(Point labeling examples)
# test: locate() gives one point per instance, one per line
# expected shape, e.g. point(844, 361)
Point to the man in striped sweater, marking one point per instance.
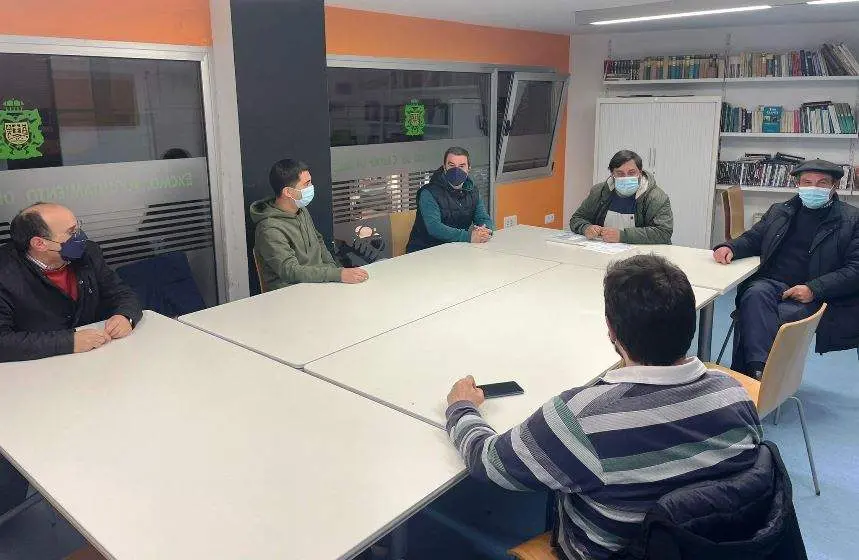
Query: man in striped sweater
point(610, 450)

WRITTEN PROBLEM —
Rewrite every row with "striped sweater" changed to "striped shirt" and everything else kept the same, leaving out the pictures.

ANSWER BELOW —
# test: locate() gives one point per instance, one per line
# expected shape, e.g. point(844, 361)
Point to the man in striped shirt, marking one point per instance.
Query: man in striped shirt
point(610, 450)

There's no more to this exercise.